Después del disparate conceptual que llevó a distinguir entre las ciencias y las humanidades, como si el cerebro humano contase con dos tipos diferentes de maquinaria de pensamiento, el siguiente paso fue el de separar las ciencias duras de las blandas. Entre estas últimas suele incluirse la economía, por más que el corpus que han ido construyendo los economistas (algunos de ellos) haya suministrado de lejos la mayoría de los instrumentos matemáticos de que disponemos a la hora de estudiar el comportamiento social. Desde luego que, con la que está cayendo, calificar de "blando" cualquier constructo capaz de explicar los meandros económicos de nuestros grupos, sometidos o no al azote de la crisis, suena a ironía. Pero, ya digo, no suelen abundar los trabajos considerados como de alto contenido científico en los que se aborde la influencia de las leyes del mercado en nuestro bienestar. Si en la época ilustrada escocesa David Hume y Adam Smith sentaron las bases del estudio de los intercambios como fuente esencial para entender las organizaciones sociales, no damos con los equivalentes actuales.

Pero en ese clima de sospecha hacia lo que los economistas dicen y hacen aparece de vez en cuando una excepción saludable. La última que ha atraído mi curiosidad puede considerarse más próxima a la antropología que a la economía estricta pero tampoco están los tiempos como para detenerse en melindres ni patentes de corso respecto de las competencias al tratar de entender el trasiego del mercado. Un equipo dirigido por Monique Borgerhoff Mulder, del Department of Anthropology and Center for Population Biology de la Universidad de California en Davis (al que, incidentalmente, tuve ciertas posibilidades de incorporarme) ha publicado en la revista Science un estudio en el que las desigualdades sociales se fundamentan en la posibilidad de dejar en herencia las propiedades a los hijos.

■ **Qué debe hacer**
• a. Transcriba sin alteraciones el fragmento del texto de lectura. Inicie en las palabras "Pero en ese" y termine tras las palabras "a los hijos.".
• b. Según el texto de lectura, ¿en qué revista publicó su estudio el equipo dirigido por Monique Borgerhoff Mulder?
• c. Indique si cada una de las siguientes afirmaciones concuerda con el texto de lectura. Responda sí o no y cite literalmente las palabras que lo determinan.
(i) La economía suele contarse entre las ciencias blandas.
(ii) David Hume y Adam Smith pertenecieron a la Ilustración francesa.
(iii) El estudio fundamenta las desigualdades sociales en la posibilidad de legar las propiedades a los hijos.
Los registros proceden de una fuente ajena al texto de lectura.

■ **Registros proporcionados**

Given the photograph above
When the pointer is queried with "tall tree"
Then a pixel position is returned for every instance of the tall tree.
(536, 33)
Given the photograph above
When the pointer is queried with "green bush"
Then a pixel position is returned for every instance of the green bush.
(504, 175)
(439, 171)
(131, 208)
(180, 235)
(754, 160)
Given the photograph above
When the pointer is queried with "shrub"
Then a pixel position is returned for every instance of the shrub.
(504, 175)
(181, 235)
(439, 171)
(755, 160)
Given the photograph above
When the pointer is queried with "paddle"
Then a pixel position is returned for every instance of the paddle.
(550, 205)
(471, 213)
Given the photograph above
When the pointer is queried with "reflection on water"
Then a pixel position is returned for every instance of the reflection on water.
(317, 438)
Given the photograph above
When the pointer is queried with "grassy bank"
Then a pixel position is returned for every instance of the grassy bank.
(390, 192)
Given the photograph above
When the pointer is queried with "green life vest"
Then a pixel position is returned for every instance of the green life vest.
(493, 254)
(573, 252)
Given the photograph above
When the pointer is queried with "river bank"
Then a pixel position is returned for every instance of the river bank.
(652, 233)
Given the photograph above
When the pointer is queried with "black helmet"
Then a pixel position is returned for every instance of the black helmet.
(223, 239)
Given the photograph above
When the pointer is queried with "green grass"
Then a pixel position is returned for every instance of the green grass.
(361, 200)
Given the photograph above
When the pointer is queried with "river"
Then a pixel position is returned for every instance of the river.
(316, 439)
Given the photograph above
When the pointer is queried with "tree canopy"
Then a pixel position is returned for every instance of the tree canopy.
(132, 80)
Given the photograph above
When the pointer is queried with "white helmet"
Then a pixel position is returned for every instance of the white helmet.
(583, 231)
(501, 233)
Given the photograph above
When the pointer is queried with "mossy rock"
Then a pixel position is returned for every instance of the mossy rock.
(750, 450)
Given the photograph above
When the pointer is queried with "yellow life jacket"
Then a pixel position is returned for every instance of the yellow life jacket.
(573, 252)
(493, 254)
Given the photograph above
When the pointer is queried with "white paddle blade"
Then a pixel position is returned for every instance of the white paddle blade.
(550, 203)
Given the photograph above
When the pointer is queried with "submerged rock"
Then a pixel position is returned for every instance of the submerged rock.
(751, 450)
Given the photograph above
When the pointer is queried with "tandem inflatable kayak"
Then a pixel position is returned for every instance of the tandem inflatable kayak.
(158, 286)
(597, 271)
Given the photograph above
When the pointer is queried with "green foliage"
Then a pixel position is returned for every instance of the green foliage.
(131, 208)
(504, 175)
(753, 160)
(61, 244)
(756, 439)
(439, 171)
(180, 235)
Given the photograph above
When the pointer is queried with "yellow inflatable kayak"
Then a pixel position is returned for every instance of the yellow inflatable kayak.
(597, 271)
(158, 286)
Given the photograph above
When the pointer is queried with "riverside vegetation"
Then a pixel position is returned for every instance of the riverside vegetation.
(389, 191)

■ **Respuestas por tarea**
• a.
Pero en ese clima de sospecha hacia lo que los economistas dicen y hacen aparece de vez en cuando una excepción saludable. La última que ha atraído mi curiosidad puede considerarse más próxima a la antropología que a la economía estricta pero tampoco están los tiempos como para detenerse en melindres ni patentes de corso respecto de las competencias al tratar de entender el trasiego del mercado. Un equipo dirigido por Monique Borgerhoff Mulder, del Department of Anthropology and Center for Population Biology de la Universidad de California en Davis (al que, incidentalmente, tuve ciertas posibilidades de incorporarme) ha publicado en la revista Science un estudio en el que las desigualdades sociales se fundamentan en la posibilidad de dejar en herencia las propiedades a los hijos.

• b. En la revista Science.

• c.
(i) Sí: "Entre estas últimas suele incluirse la economía".
(ii) No: "en la época ilustrada escocesa David Hume y Adam Smith sentaron las bases".
(iii) Sí: "las desigualdades sociales se fundamentan en la posibilidad de dejar en herencia las propiedades a los hijos".